> Exercise requirements:
Copy the data below word for word, from its start through the line containing "rough mask: <svg", and leave out the pictures.

> Records:
== Segment start ==

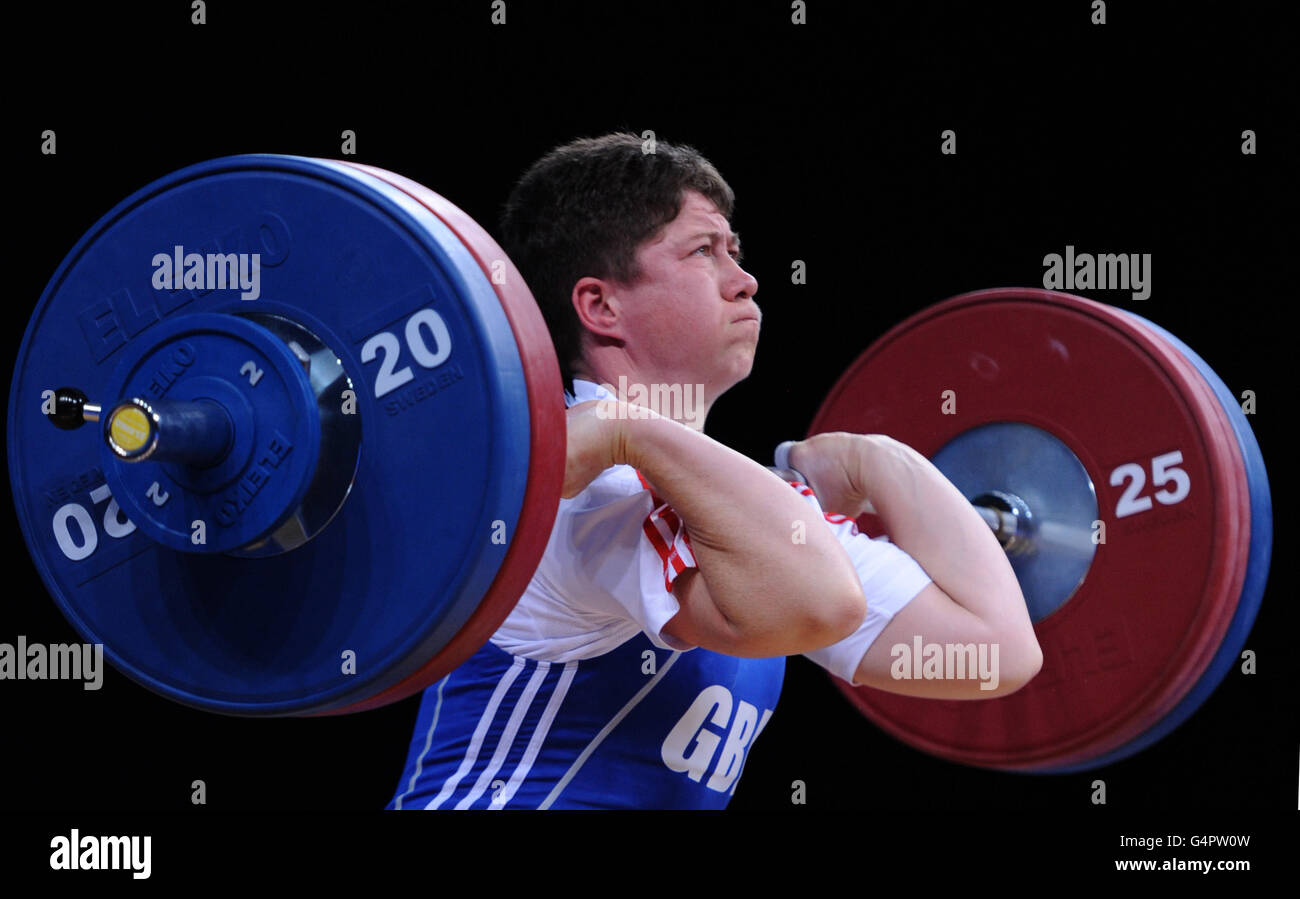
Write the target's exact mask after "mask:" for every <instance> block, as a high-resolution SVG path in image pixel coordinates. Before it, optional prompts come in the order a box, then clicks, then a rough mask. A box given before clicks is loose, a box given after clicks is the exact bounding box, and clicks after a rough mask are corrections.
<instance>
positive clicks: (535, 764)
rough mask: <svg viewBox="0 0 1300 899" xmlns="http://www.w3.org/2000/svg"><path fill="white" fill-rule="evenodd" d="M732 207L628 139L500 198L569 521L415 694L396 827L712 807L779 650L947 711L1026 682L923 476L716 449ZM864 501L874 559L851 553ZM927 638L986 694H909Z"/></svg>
mask: <svg viewBox="0 0 1300 899" xmlns="http://www.w3.org/2000/svg"><path fill="white" fill-rule="evenodd" d="M732 205H733V194H732V190H731V187H729V186H728V184H727V182H725V181H723V178H722V175H720V174H719V173H718V170H716V169H715V168H714V166H712V165H711V164H710V162H708V161H707V160H706V158H703V157H702V156H701V155H699V153H698V152H695V151H694V149H693V148H690V147H685V146H671V144H667V143H664V142H662V140H660V142H658V144H656V146H655V147H654V152H643V147H642V142H641V139H640V138H637V136H634V135H630V134H611V135H606V136H602V138H595V139H582V140H575V142H572V143H569V144H565V146H563V147H559V148H556V149H554V151H552V152H550V153H549V155H546V156H545V157H543V158H542V160H539V161H538V162H536V164H534V165H533V166H532V168H530V169H529V170H528V171H526V173H525V174H524V177H523V179H521V181H520V182H519V184H517V186H516V187H515V190H513V192H512V194H511V196H510V199H508V201H507V204H506V209H504V214H503V220H502V225H500V236H502V238H503V246H504V248H506V251H507V253H508V255H510V257H511V259H512V260H513V261H515V264H516V265H517V266H519V269H520V270H521V272H523V274H524V277H525V278H526V281H528V285H529V286H530V288H532V291H533V295H534V296H536V299H537V301H538V304H539V307H541V309H542V312H543V314H545V317H546V322H547V326H549V329H550V331H551V336H552V339H554V342H555V347H556V351H558V355H559V360H560V368H562V373H563V378H564V385H565V403H567V405H568V413H567V414H568V461H567V469H565V478H564V496H565V499H564V500H562V501H560V507H559V513H558V517H556V521H555V526H554V530H552V531H551V537H550V542H549V544H547V547H546V552H545V555H543V557H542V561H541V564H539V566H538V569H537V572H536V574H534V576H533V579H532V582H530V583H529V586H528V589H526V591H525V592H524V595H523V598H521V599H520V600H519V604H517V605H516V607H515V609H513V612H511V614H510V617H508V618H507V620H506V621H504V624H503V625H502V626H500V629H499V630H498V631H497V633H495V634H494V635H493V638H491V640H490V642H489V643H487V644H486V646H484V647H482V648H481V650H480V651H478V652H477V653H476V655H474V656H472V657H471V659H469V660H468V661H467V663H465V664H463V665H461V666H460V668H458V669H456V670H454V672H452V673H451V674H448V676H447V677H445V678H443V679H442V681H439V682H437V683H434V685H433V686H430V687H429V689H428V690H426V691H425V695H424V699H422V703H421V707H420V713H419V718H417V721H416V728H415V734H413V737H412V741H411V748H409V755H408V759H407V764H406V769H404V770H403V773H402V778H400V782H399V785H398V790H396V794H395V795H394V798H393V800H391V802H390V803H389V808H400V809H411V808H429V809H438V808H723V807H725V805H727V803H728V800H729V799H731V796H732V795H733V794H735V791H736V786H737V783H738V782H740V774H741V772H742V769H744V764H745V759H746V756H748V753H749V752H751V751H753V748H754V746H755V741H757V739H758V737H759V734H761V733H762V731H763V728H764V726H766V725H767V722H768V720H770V718H771V716H772V713H774V711H775V709H776V702H777V698H779V696H780V691H781V681H783V677H784V669H785V659H784V657H785V656H788V655H793V653H803V655H805V656H807V657H810V659H813V660H814V661H815V663H818V664H819V665H823V666H824V668H827V669H828V670H829V672H832V673H833V674H836V676H839V677H841V678H844V679H846V681H852V682H853V683H859V685H870V686H872V687H879V689H881V690H889V691H894V692H904V694H911V695H917V696H931V698H944V699H988V698H993V696H1000V695H1005V694H1008V692H1011V691H1014V690H1017V689H1019V687H1021V686H1023V685H1024V683H1026V682H1027V681H1028V679H1030V678H1032V677H1034V676H1035V673H1037V670H1039V668H1040V665H1041V660H1043V656H1041V652H1040V650H1039V644H1037V640H1036V639H1035V634H1034V629H1032V625H1031V622H1030V617H1028V612H1027V611H1026V605H1024V599H1023V596H1022V595H1021V590H1019V586H1018V583H1017V579H1015V576H1014V574H1013V572H1011V566H1010V564H1009V563H1008V559H1006V555H1005V552H1004V551H1002V548H1001V547H1000V546H998V543H997V539H996V538H995V537H993V534H992V533H991V530H989V527H988V525H985V524H984V521H983V520H982V518H980V516H979V513H978V512H976V511H975V509H974V507H972V505H971V504H970V503H969V501H967V500H966V499H965V498H963V496H962V495H961V494H959V492H958V491H957V488H956V487H953V486H952V483H949V482H948V481H946V479H945V478H944V477H943V475H941V474H940V473H939V470H937V469H936V468H935V466H933V465H931V464H930V462H928V461H927V460H926V459H924V457H923V456H920V455H919V453H917V452H915V451H913V449H910V448H909V447H906V446H904V444H901V443H898V442H896V440H892V439H891V438H888V437H884V435H879V434H868V435H861V434H844V433H835V434H820V435H818V437H814V438H811V439H807V440H802V442H798V443H794V444H793V446H792V447H787V449H788V459H784V460H783V461H784V464H785V466H788V468H790V469H793V470H796V472H797V473H800V475H801V478H802V479H792V481H783V479H781V478H780V477H776V475H774V474H772V472H771V470H768V469H767V468H764V466H763V465H761V464H758V462H755V461H753V460H750V459H746V457H745V456H742V455H740V453H737V452H735V451H732V449H729V448H727V447H725V446H723V444H720V443H718V442H716V440H712V439H710V438H708V437H706V435H705V434H703V420H705V414H706V413H707V411H708V408H710V407H711V405H712V403H714V401H715V400H716V399H718V398H719V396H722V395H723V394H724V392H725V391H727V390H728V388H731V387H732V386H735V385H736V383H738V382H740V381H742V379H744V378H745V377H748V375H749V373H750V368H751V366H753V362H754V352H755V348H757V346H758V336H759V327H761V321H762V316H761V312H759V308H758V305H757V303H755V300H754V298H755V294H757V292H758V282H757V281H755V279H754V278H753V275H750V274H749V273H748V272H746V270H745V269H744V268H741V264H740V239H738V236H737V235H736V234H733V233H732V229H731V223H729V222H731V216H732ZM623 385H641V386H646V387H650V386H658V387H660V388H662V391H663V392H660V394H659V395H666V394H671V390H672V388H673V387H680V390H681V394H680V395H682V396H694V392H693V391H694V390H695V385H702V396H701V400H702V403H701V405H702V408H701V409H688V408H686V404H677V405H676V407H675V408H673V409H659V411H658V412H662V413H663V414H659V416H654V414H642V413H641V411H640V409H634V408H629V398H628V396H619V395H616V394H615V392H611V390H610V388H608V386H615V387H616V390H623V388H624V387H623ZM695 412H698V414H692V413H695ZM675 418H676V420H675ZM868 504H870V507H874V509H875V512H876V514H879V517H880V520H881V522H883V525H884V527H885V530H887V531H888V534H889V538H888V539H887V538H878V539H870V538H867V537H866V535H865V534H861V533H859V531H858V529H857V526H855V524H854V520H855V518H857V517H858V516H859V514H861V513H863V512H865V511H866V509H867V508H868ZM918 639H919V642H920V643H922V644H932V643H933V644H941V646H944V644H976V646H982V647H985V648H988V650H991V652H989V655H988V657H989V659H993V660H995V663H996V664H995V669H996V670H995V676H993V677H992V678H988V677H984V678H976V677H970V676H966V677H950V676H944V677H924V678H914V677H901V676H898V674H900V669H898V664H897V660H898V657H900V653H898V652H897V651H894V647H898V646H905V647H907V648H910V647H913V646H915V644H917V640H918ZM949 674H950V673H949ZM967 674H970V673H967Z"/></svg>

== Segment end ==

> Reply:
Write the target's exact mask after "mask:" for every <instance> block, as a high-resolution SVG path in image pixel coordinates. Before it, optional prompts come in the order a box, then clicks, then a rough mask. A box given before clicks is loose, a box given after clicks is the exact bounding box, and clicks after a rough mask are corrections.
<instance>
positive clicks: (535, 764)
rough mask: <svg viewBox="0 0 1300 899" xmlns="http://www.w3.org/2000/svg"><path fill="white" fill-rule="evenodd" d="M732 207L628 139L500 198L569 521L415 694L396 827L712 807L779 650L947 711L1026 682L923 476L716 449ZM864 501L874 559L851 553ZM927 638L986 694H909Z"/></svg>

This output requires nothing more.